What to produce: Give the data again in full, exactly as written below.

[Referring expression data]
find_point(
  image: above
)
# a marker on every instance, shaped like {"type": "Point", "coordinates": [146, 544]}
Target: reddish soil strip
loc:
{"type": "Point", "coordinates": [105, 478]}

Expected output:
find_point(
  image: above
)
# a marker on every instance, shaped like {"type": "Point", "coordinates": [146, 544]}
Target: reddish soil strip
loc:
{"type": "Point", "coordinates": [105, 478]}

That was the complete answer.